-- begin --

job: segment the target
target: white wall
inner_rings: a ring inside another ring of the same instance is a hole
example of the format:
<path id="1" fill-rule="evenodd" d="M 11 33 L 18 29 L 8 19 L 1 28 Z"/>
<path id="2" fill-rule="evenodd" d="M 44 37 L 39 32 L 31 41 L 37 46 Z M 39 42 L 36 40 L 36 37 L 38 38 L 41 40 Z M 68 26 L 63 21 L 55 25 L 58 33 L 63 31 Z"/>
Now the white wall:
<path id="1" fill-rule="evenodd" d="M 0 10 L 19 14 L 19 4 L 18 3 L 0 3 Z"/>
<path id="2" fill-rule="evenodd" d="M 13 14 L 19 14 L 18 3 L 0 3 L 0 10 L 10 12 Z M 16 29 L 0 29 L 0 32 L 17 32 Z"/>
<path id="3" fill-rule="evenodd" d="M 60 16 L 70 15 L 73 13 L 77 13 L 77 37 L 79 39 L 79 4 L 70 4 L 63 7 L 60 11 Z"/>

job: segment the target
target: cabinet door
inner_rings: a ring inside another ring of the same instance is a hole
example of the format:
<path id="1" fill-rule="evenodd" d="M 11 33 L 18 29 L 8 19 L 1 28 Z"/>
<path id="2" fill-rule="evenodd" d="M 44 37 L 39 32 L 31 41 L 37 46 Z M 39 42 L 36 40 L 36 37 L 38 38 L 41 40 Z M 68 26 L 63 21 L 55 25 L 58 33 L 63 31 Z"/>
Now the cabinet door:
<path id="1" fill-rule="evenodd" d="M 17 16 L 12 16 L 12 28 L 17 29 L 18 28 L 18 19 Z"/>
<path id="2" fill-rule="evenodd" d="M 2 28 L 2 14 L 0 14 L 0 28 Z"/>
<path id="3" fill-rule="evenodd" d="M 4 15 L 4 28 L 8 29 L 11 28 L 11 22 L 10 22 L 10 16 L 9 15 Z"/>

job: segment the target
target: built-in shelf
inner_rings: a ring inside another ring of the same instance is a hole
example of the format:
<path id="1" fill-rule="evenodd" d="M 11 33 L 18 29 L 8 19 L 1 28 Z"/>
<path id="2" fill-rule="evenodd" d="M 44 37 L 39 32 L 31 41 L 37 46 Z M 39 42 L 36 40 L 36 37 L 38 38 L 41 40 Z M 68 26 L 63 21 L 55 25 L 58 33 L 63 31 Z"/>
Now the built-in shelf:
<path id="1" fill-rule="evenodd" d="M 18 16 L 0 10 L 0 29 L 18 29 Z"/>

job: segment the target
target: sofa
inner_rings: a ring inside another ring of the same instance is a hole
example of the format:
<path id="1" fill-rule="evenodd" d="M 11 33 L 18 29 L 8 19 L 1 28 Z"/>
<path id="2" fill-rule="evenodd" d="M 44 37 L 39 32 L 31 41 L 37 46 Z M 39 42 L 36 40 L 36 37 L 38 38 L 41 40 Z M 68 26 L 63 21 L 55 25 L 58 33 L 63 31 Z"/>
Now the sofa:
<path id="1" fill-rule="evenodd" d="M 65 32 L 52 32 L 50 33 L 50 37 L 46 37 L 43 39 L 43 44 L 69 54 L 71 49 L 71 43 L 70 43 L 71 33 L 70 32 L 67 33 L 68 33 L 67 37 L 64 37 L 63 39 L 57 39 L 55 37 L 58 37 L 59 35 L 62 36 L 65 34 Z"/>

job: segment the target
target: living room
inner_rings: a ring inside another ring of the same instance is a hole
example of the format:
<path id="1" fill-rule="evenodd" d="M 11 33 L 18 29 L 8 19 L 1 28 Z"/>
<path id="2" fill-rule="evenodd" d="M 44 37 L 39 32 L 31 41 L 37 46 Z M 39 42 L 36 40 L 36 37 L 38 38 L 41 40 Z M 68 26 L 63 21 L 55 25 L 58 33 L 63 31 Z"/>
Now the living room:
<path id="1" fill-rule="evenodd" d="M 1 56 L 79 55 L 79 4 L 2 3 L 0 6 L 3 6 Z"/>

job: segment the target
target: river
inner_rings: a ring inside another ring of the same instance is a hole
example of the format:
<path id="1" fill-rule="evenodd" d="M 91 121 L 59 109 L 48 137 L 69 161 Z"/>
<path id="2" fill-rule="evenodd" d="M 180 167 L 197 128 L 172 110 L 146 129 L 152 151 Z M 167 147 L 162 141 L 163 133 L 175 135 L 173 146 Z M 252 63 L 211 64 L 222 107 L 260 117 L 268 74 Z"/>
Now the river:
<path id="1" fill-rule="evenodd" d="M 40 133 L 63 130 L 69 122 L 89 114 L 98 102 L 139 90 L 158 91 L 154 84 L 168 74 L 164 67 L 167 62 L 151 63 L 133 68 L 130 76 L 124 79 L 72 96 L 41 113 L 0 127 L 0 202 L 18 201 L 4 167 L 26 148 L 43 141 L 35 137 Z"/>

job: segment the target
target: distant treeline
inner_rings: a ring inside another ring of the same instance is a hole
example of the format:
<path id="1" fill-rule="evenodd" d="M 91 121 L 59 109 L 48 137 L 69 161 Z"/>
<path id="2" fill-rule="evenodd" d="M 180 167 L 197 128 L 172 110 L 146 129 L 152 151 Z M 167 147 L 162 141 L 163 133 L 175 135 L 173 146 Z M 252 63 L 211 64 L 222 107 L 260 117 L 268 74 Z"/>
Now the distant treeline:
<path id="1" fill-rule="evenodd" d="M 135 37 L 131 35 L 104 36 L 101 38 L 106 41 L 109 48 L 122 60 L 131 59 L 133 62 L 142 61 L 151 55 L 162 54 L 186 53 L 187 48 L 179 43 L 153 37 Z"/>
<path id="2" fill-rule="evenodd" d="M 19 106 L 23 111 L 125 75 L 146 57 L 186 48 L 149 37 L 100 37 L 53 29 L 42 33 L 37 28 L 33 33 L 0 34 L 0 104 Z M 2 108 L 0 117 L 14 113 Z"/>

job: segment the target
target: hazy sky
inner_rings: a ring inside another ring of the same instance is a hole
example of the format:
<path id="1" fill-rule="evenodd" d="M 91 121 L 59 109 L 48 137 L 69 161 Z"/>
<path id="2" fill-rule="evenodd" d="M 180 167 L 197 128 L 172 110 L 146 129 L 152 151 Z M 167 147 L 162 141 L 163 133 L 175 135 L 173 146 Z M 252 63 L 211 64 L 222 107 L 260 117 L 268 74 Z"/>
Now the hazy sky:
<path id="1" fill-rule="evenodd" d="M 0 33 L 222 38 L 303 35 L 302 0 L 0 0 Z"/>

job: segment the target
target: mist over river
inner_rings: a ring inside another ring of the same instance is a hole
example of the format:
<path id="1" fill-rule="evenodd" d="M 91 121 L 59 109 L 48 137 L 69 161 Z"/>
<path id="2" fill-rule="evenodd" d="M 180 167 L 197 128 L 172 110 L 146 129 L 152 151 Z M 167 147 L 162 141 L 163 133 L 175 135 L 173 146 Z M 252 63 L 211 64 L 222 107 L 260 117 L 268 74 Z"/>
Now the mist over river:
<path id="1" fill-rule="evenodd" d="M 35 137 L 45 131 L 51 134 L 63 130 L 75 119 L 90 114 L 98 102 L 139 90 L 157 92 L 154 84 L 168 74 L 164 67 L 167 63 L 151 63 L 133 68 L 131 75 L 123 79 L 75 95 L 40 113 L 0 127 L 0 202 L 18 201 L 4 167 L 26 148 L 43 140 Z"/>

-- end --

Reproduce all of the rows above verbatim, from the first to the last.

job: segment the target
target: white wall
inner_rings: a ring inside another ring of the same instance is a hole
example of the format:
<path id="1" fill-rule="evenodd" d="M 11 33 L 18 29 L 8 19 L 1 28 Z"/>
<path id="2" fill-rule="evenodd" d="M 44 37 L 39 32 L 31 41 L 37 46 Z M 39 42 L 36 40 L 36 37 L 38 38 L 41 40 Z M 68 26 L 63 21 L 55 25 L 58 33 L 63 31 Z"/>
Now the white wall:
<path id="1" fill-rule="evenodd" d="M 0 10 L 19 14 L 19 4 L 18 3 L 0 3 Z"/>
<path id="2" fill-rule="evenodd" d="M 13 14 L 19 14 L 18 3 L 0 3 L 0 10 L 10 12 Z M 16 29 L 0 29 L 0 32 L 17 32 Z"/>
<path id="3" fill-rule="evenodd" d="M 60 16 L 70 15 L 73 13 L 77 13 L 77 37 L 79 39 L 79 4 L 70 4 L 63 7 L 60 11 Z"/>

job: segment the target
target: cabinet door
inner_rings: a ring inside another ring of the same instance is a hole
example of the format:
<path id="1" fill-rule="evenodd" d="M 11 33 L 18 29 L 8 19 L 1 28 Z"/>
<path id="2" fill-rule="evenodd" d="M 44 37 L 39 32 L 31 41 L 37 46 Z M 39 42 L 36 40 L 36 37 L 38 38 L 41 40 Z M 68 26 L 63 21 L 55 25 L 58 33 L 63 31 Z"/>
Now the cabinet door:
<path id="1" fill-rule="evenodd" d="M 17 16 L 12 16 L 12 28 L 17 29 L 18 28 L 18 19 Z"/>
<path id="2" fill-rule="evenodd" d="M 2 28 L 2 14 L 0 14 L 0 28 Z"/>
<path id="3" fill-rule="evenodd" d="M 4 15 L 4 28 L 8 29 L 11 28 L 11 22 L 10 22 L 10 16 L 9 15 Z"/>

job: segment the target
target: built-in shelf
inner_rings: a ring inside another ring of the same instance is a hole
example of the format:
<path id="1" fill-rule="evenodd" d="M 11 33 L 18 29 L 8 19 L 1 28 Z"/>
<path id="2" fill-rule="evenodd" d="M 44 37 L 39 32 L 31 41 L 37 46 Z M 39 42 L 36 40 L 36 37 L 38 38 L 41 40 Z M 68 26 L 63 21 L 55 25 L 58 33 L 63 31 Z"/>
Now the built-in shelf:
<path id="1" fill-rule="evenodd" d="M 18 16 L 0 10 L 0 29 L 18 29 Z"/>

job: segment the target
target: sofa
inner_rings: a ring inside another ring of the same instance is a hole
example of the format:
<path id="1" fill-rule="evenodd" d="M 11 33 L 18 29 L 8 19 L 1 28 Z"/>
<path id="2" fill-rule="evenodd" d="M 44 37 L 39 32 L 31 41 L 37 46 Z M 39 42 L 36 40 L 36 37 L 38 38 L 41 40 Z M 68 26 L 63 21 L 55 25 L 58 33 L 63 31 Z"/>
Now the sofa:
<path id="1" fill-rule="evenodd" d="M 65 32 L 52 32 L 50 33 L 50 37 L 46 37 L 43 39 L 43 44 L 69 54 L 71 49 L 71 43 L 70 43 L 71 33 L 70 32 L 67 33 L 68 33 L 67 37 L 64 37 L 63 39 L 57 39 L 55 37 L 58 37 L 59 35 L 62 36 L 65 34 Z"/>

job: segment the target
target: living room
inner_rings: a ring inside another ring of the same instance is a hole
example of the format:
<path id="1" fill-rule="evenodd" d="M 11 33 L 18 29 L 8 19 L 1 28 Z"/>
<path id="2" fill-rule="evenodd" d="M 44 37 L 39 32 L 31 41 L 37 46 Z M 39 42 L 36 40 L 36 37 L 38 38 L 41 40 Z M 68 26 L 63 21 L 55 25 L 58 33 L 63 31 Z"/>
Now the living room:
<path id="1" fill-rule="evenodd" d="M 1 56 L 79 55 L 79 4 L 2 3 L 0 6 L 3 6 Z"/>

job: segment the target
target: river
inner_rings: a ring inside another ring of the same instance is a hole
example of the format:
<path id="1" fill-rule="evenodd" d="M 91 121 L 59 109 L 48 137 L 69 161 Z"/>
<path id="2" fill-rule="evenodd" d="M 180 167 L 197 128 L 172 110 L 146 129 L 152 151 Z M 167 147 L 162 141 L 163 133 L 175 135 L 173 146 Z M 252 63 L 211 64 L 222 107 L 260 117 L 268 74 Z"/>
Now the river:
<path id="1" fill-rule="evenodd" d="M 40 133 L 63 130 L 69 122 L 89 114 L 98 102 L 139 90 L 158 91 L 154 84 L 168 74 L 164 67 L 167 62 L 151 63 L 133 68 L 130 76 L 124 79 L 72 96 L 41 113 L 0 127 L 0 202 L 18 201 L 4 167 L 26 148 L 43 141 L 35 137 Z"/>

job: segment the target
target: distant treeline
inner_rings: a ring inside another ring of the same instance is a hole
example of the format:
<path id="1" fill-rule="evenodd" d="M 91 121 L 59 109 L 48 137 L 69 161 Z"/>
<path id="2" fill-rule="evenodd" d="M 180 167 L 197 128 L 172 110 L 146 129 L 152 151 Z M 167 147 L 162 141 L 163 133 L 175 135 L 173 146 Z M 252 63 L 211 64 L 222 107 L 260 117 L 268 74 Z"/>
Now the distant treeline:
<path id="1" fill-rule="evenodd" d="M 135 37 L 131 35 L 104 36 L 101 38 L 106 41 L 109 48 L 122 60 L 131 59 L 133 62 L 142 61 L 151 55 L 162 54 L 186 53 L 187 48 L 179 43 L 153 37 Z"/>
<path id="2" fill-rule="evenodd" d="M 19 106 L 23 111 L 125 75 L 146 57 L 186 48 L 149 37 L 100 37 L 53 29 L 42 33 L 37 28 L 33 33 L 0 34 L 0 104 Z M 2 108 L 0 117 L 14 113 Z"/>

job: segment the target
target: hazy sky
inner_rings: a ring inside another ring of the same instance is a hole
example of the format:
<path id="1" fill-rule="evenodd" d="M 91 121 L 59 109 L 48 137 L 69 161 Z"/>
<path id="2" fill-rule="evenodd" d="M 180 167 L 197 128 L 172 110 L 146 129 L 152 151 Z M 167 147 L 162 141 L 163 133 L 175 135 L 173 146 Z M 252 63 L 211 64 L 222 107 L 260 117 L 268 74 Z"/>
Now the hazy sky:
<path id="1" fill-rule="evenodd" d="M 0 33 L 222 38 L 303 35 L 302 0 L 0 0 Z"/>

job: segment the target
target: mist over river
inner_rings: a ring inside another ring of the same instance is a hole
example of the format:
<path id="1" fill-rule="evenodd" d="M 91 121 L 59 109 L 48 137 L 69 161 Z"/>
<path id="2" fill-rule="evenodd" d="M 180 167 L 197 128 L 172 110 L 146 129 L 152 151 Z M 167 147 L 162 141 L 163 133 L 175 135 L 173 146 Z M 252 63 L 211 64 L 222 107 L 260 117 L 268 74 Z"/>
Now the mist over river:
<path id="1" fill-rule="evenodd" d="M 35 137 L 45 131 L 51 134 L 63 130 L 75 119 L 90 114 L 98 102 L 139 90 L 157 92 L 154 84 L 168 74 L 164 67 L 167 63 L 151 63 L 133 68 L 131 75 L 123 79 L 75 95 L 40 113 L 0 127 L 0 202 L 18 201 L 4 167 L 26 148 L 43 140 Z"/>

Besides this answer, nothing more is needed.